**EXERCISE DIRECTIONS**
Would you restate every entry below word for word? Leave out the pictures.

**EXCERPTED DATA**

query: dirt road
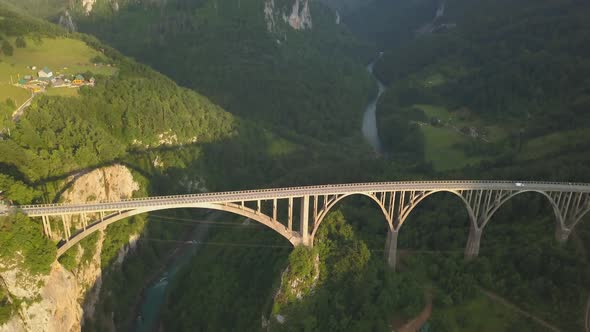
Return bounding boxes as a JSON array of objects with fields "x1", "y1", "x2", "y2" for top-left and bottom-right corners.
[{"x1": 394, "y1": 293, "x2": 432, "y2": 332}]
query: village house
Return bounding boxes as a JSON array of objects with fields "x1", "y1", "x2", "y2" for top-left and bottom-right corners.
[
  {"x1": 13, "y1": 66, "x2": 96, "y2": 94},
  {"x1": 52, "y1": 78, "x2": 66, "y2": 87},
  {"x1": 72, "y1": 74, "x2": 85, "y2": 85},
  {"x1": 38, "y1": 67, "x2": 53, "y2": 78}
]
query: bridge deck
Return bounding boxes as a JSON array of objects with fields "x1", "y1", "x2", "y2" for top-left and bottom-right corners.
[{"x1": 15, "y1": 181, "x2": 590, "y2": 217}]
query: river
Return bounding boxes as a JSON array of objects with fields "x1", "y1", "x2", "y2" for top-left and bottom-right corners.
[
  {"x1": 134, "y1": 215, "x2": 213, "y2": 332},
  {"x1": 362, "y1": 53, "x2": 386, "y2": 154}
]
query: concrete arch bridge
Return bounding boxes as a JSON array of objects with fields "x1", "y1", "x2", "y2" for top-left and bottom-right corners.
[{"x1": 14, "y1": 180, "x2": 590, "y2": 269}]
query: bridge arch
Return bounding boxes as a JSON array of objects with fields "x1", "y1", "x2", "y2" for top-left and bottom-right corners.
[
  {"x1": 57, "y1": 202, "x2": 301, "y2": 257},
  {"x1": 477, "y1": 190, "x2": 561, "y2": 228},
  {"x1": 310, "y1": 192, "x2": 393, "y2": 243},
  {"x1": 395, "y1": 189, "x2": 474, "y2": 230},
  {"x1": 309, "y1": 190, "x2": 475, "y2": 242},
  {"x1": 398, "y1": 189, "x2": 587, "y2": 233},
  {"x1": 473, "y1": 189, "x2": 590, "y2": 242}
]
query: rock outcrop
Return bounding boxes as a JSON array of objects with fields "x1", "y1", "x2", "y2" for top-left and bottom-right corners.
[
  {"x1": 80, "y1": 0, "x2": 120, "y2": 14},
  {"x1": 82, "y1": 0, "x2": 98, "y2": 13},
  {"x1": 62, "y1": 164, "x2": 138, "y2": 204},
  {"x1": 269, "y1": 253, "x2": 320, "y2": 326},
  {"x1": 283, "y1": 0, "x2": 312, "y2": 30},
  {"x1": 0, "y1": 263, "x2": 81, "y2": 332},
  {"x1": 265, "y1": 0, "x2": 313, "y2": 32},
  {"x1": 0, "y1": 164, "x2": 141, "y2": 332},
  {"x1": 58, "y1": 10, "x2": 77, "y2": 32}
]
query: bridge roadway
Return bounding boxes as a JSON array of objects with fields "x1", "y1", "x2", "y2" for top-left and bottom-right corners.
[{"x1": 17, "y1": 180, "x2": 590, "y2": 216}]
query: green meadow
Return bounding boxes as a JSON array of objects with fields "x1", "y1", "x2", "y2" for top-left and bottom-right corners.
[
  {"x1": 420, "y1": 125, "x2": 483, "y2": 171},
  {"x1": 44, "y1": 86, "x2": 79, "y2": 97},
  {"x1": 433, "y1": 292, "x2": 552, "y2": 332},
  {"x1": 0, "y1": 37, "x2": 116, "y2": 108}
]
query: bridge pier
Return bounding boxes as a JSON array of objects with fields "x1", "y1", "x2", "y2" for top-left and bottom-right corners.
[
  {"x1": 41, "y1": 215, "x2": 52, "y2": 238},
  {"x1": 301, "y1": 195, "x2": 311, "y2": 246},
  {"x1": 385, "y1": 228, "x2": 399, "y2": 271},
  {"x1": 555, "y1": 224, "x2": 571, "y2": 244},
  {"x1": 465, "y1": 223, "x2": 482, "y2": 260}
]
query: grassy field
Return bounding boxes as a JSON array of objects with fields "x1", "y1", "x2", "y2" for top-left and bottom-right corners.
[
  {"x1": 263, "y1": 131, "x2": 299, "y2": 157},
  {"x1": 411, "y1": 104, "x2": 514, "y2": 171},
  {"x1": 420, "y1": 125, "x2": 483, "y2": 171},
  {"x1": 0, "y1": 0, "x2": 67, "y2": 18},
  {"x1": 0, "y1": 37, "x2": 115, "y2": 109},
  {"x1": 432, "y1": 292, "x2": 552, "y2": 331},
  {"x1": 0, "y1": 83, "x2": 30, "y2": 105},
  {"x1": 422, "y1": 73, "x2": 446, "y2": 87},
  {"x1": 416, "y1": 104, "x2": 453, "y2": 121},
  {"x1": 519, "y1": 128, "x2": 590, "y2": 161},
  {"x1": 44, "y1": 87, "x2": 79, "y2": 97},
  {"x1": 415, "y1": 104, "x2": 508, "y2": 142},
  {"x1": 398, "y1": 256, "x2": 551, "y2": 332}
]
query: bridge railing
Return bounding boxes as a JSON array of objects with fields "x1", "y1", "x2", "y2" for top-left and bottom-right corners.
[{"x1": 16, "y1": 180, "x2": 590, "y2": 210}]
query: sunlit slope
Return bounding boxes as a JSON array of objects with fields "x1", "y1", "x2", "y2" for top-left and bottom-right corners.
[{"x1": 0, "y1": 4, "x2": 235, "y2": 202}]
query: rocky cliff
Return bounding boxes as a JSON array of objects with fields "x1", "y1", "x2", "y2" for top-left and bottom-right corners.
[
  {"x1": 0, "y1": 165, "x2": 141, "y2": 332},
  {"x1": 0, "y1": 263, "x2": 81, "y2": 332},
  {"x1": 69, "y1": 0, "x2": 316, "y2": 33},
  {"x1": 265, "y1": 0, "x2": 313, "y2": 32}
]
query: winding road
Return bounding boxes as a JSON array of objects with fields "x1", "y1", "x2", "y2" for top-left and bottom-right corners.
[{"x1": 12, "y1": 93, "x2": 34, "y2": 121}]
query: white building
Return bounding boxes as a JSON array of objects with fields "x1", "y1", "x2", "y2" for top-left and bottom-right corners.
[{"x1": 38, "y1": 67, "x2": 53, "y2": 78}]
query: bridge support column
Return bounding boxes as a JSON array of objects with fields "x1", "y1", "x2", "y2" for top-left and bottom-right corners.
[
  {"x1": 41, "y1": 216, "x2": 47, "y2": 236},
  {"x1": 288, "y1": 197, "x2": 293, "y2": 231},
  {"x1": 555, "y1": 224, "x2": 571, "y2": 244},
  {"x1": 300, "y1": 195, "x2": 310, "y2": 246},
  {"x1": 385, "y1": 227, "x2": 399, "y2": 271},
  {"x1": 41, "y1": 215, "x2": 52, "y2": 238},
  {"x1": 61, "y1": 215, "x2": 71, "y2": 240},
  {"x1": 465, "y1": 223, "x2": 482, "y2": 260}
]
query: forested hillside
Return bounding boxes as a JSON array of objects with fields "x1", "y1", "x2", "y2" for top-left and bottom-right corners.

**SOLUTION**
query: dirt road
Return bounding boxes as a JSON array of objects with fields "x1", "y1", "x2", "y2" for top-left and bottom-right corners.
[{"x1": 394, "y1": 293, "x2": 432, "y2": 332}]
query: village house
Return bounding boxes as a JSON array of objects with fields "x1", "y1", "x2", "y2" for top-left and bottom-right corners.
[
  {"x1": 13, "y1": 66, "x2": 96, "y2": 94},
  {"x1": 52, "y1": 78, "x2": 66, "y2": 87},
  {"x1": 72, "y1": 74, "x2": 85, "y2": 85},
  {"x1": 38, "y1": 67, "x2": 53, "y2": 78}
]
query: bridge deck
Return bounding boxes as a JSON array of objects with fields "x1", "y1", "x2", "y2" for top-left and bottom-right corners.
[{"x1": 15, "y1": 181, "x2": 590, "y2": 217}]
query: river
Return bounding boxes as a JSON array of objects with fields "x1", "y1", "x2", "y2" for top-left and bottom-right corners.
[
  {"x1": 134, "y1": 215, "x2": 213, "y2": 332},
  {"x1": 362, "y1": 53, "x2": 386, "y2": 154}
]
query: concrete arch bridge
Return bounding boxes as a JSON array of objects with fields "x1", "y1", "x2", "y2" for top-left and bottom-right corners.
[{"x1": 14, "y1": 180, "x2": 590, "y2": 269}]
query: bridge arch
Return bounding boxes as a JSON array of objects with fields "x1", "y1", "x2", "y2" for top-left and bottom-right corners.
[
  {"x1": 57, "y1": 202, "x2": 301, "y2": 257},
  {"x1": 477, "y1": 190, "x2": 561, "y2": 228},
  {"x1": 310, "y1": 192, "x2": 393, "y2": 243},
  {"x1": 395, "y1": 189, "x2": 474, "y2": 230},
  {"x1": 309, "y1": 190, "x2": 475, "y2": 242},
  {"x1": 398, "y1": 189, "x2": 587, "y2": 233},
  {"x1": 473, "y1": 189, "x2": 590, "y2": 242}
]
query: rock outcrop
Return bounding boxes as a JSON array of objects with fields "x1", "y1", "x2", "y2" for top-left and bottom-right corners.
[
  {"x1": 80, "y1": 0, "x2": 120, "y2": 14},
  {"x1": 82, "y1": 0, "x2": 98, "y2": 13},
  {"x1": 62, "y1": 164, "x2": 138, "y2": 204},
  {"x1": 269, "y1": 253, "x2": 320, "y2": 326},
  {"x1": 283, "y1": 0, "x2": 312, "y2": 30},
  {"x1": 0, "y1": 263, "x2": 81, "y2": 332},
  {"x1": 265, "y1": 0, "x2": 313, "y2": 32},
  {"x1": 0, "y1": 164, "x2": 141, "y2": 332},
  {"x1": 58, "y1": 10, "x2": 77, "y2": 32}
]
query: bridge roadway
Return bounding boxes as a JSON array of objects with fields "x1", "y1", "x2", "y2" for top-left and bottom-right corners.
[{"x1": 17, "y1": 180, "x2": 590, "y2": 216}]
query: green meadow
Return bounding boxes as a JSON array of objects with fields "x1", "y1", "x2", "y2" for top-left and bottom-right corners.
[
  {"x1": 420, "y1": 125, "x2": 483, "y2": 171},
  {"x1": 44, "y1": 86, "x2": 79, "y2": 97},
  {"x1": 433, "y1": 292, "x2": 552, "y2": 332},
  {"x1": 0, "y1": 37, "x2": 116, "y2": 108}
]
query: bridge pier
Return bounding boxes as a JSON array of objects with fields "x1", "y1", "x2", "y2" for top-left and bottom-right corners.
[
  {"x1": 41, "y1": 215, "x2": 52, "y2": 238},
  {"x1": 301, "y1": 195, "x2": 311, "y2": 246},
  {"x1": 385, "y1": 228, "x2": 399, "y2": 271},
  {"x1": 555, "y1": 224, "x2": 571, "y2": 244},
  {"x1": 465, "y1": 223, "x2": 482, "y2": 260}
]
query: grassy field
Return bounding boxes as a JSON array of objects with fields "x1", "y1", "x2", "y2" for top-left and bottom-right corners.
[
  {"x1": 263, "y1": 131, "x2": 299, "y2": 157},
  {"x1": 411, "y1": 104, "x2": 514, "y2": 171},
  {"x1": 420, "y1": 125, "x2": 483, "y2": 171},
  {"x1": 0, "y1": 0, "x2": 67, "y2": 18},
  {"x1": 0, "y1": 37, "x2": 115, "y2": 109},
  {"x1": 432, "y1": 292, "x2": 552, "y2": 331},
  {"x1": 0, "y1": 83, "x2": 30, "y2": 105},
  {"x1": 422, "y1": 73, "x2": 446, "y2": 87},
  {"x1": 416, "y1": 104, "x2": 453, "y2": 121},
  {"x1": 519, "y1": 128, "x2": 590, "y2": 161},
  {"x1": 44, "y1": 87, "x2": 79, "y2": 97},
  {"x1": 415, "y1": 104, "x2": 508, "y2": 142},
  {"x1": 398, "y1": 256, "x2": 551, "y2": 332}
]
query: bridge railing
Return bounding boxes as a JSON array of objects with fields "x1", "y1", "x2", "y2" for top-left and bottom-right corners.
[{"x1": 16, "y1": 180, "x2": 590, "y2": 210}]
query: sunlit slope
Return bounding boxes as a JSON array of objects with fields "x1", "y1", "x2", "y2" for top-left and bottom-right corners.
[{"x1": 0, "y1": 4, "x2": 235, "y2": 202}]
query: rocky cliff
Return bounding boxes as a JSON array of objects with fields "x1", "y1", "x2", "y2" for top-left and bottom-right corners.
[
  {"x1": 0, "y1": 165, "x2": 141, "y2": 332},
  {"x1": 0, "y1": 263, "x2": 81, "y2": 332},
  {"x1": 69, "y1": 0, "x2": 316, "y2": 33},
  {"x1": 265, "y1": 0, "x2": 313, "y2": 32}
]
query: winding road
Return bounding boxes as a JSON array of objects with fields "x1", "y1", "x2", "y2" for top-left and bottom-right corners.
[{"x1": 12, "y1": 93, "x2": 34, "y2": 121}]
query: white building
Return bounding boxes as a JSON array of objects with fields "x1", "y1", "x2", "y2" for top-left and bottom-right corners.
[{"x1": 38, "y1": 67, "x2": 53, "y2": 78}]
query: bridge support column
Return bounding boxes as a JSON array of objects with fields "x1", "y1", "x2", "y2" for top-left and bottom-right corners.
[
  {"x1": 41, "y1": 216, "x2": 47, "y2": 236},
  {"x1": 288, "y1": 197, "x2": 293, "y2": 231},
  {"x1": 555, "y1": 224, "x2": 571, "y2": 244},
  {"x1": 300, "y1": 195, "x2": 310, "y2": 246},
  {"x1": 385, "y1": 227, "x2": 399, "y2": 271},
  {"x1": 41, "y1": 215, "x2": 52, "y2": 238},
  {"x1": 61, "y1": 215, "x2": 71, "y2": 240},
  {"x1": 465, "y1": 223, "x2": 482, "y2": 260}
]
query: forested hillside
Return bounding boxes as a JSON array of objects with fields "x1", "y1", "x2", "y2" for top-left and bottom-right corners.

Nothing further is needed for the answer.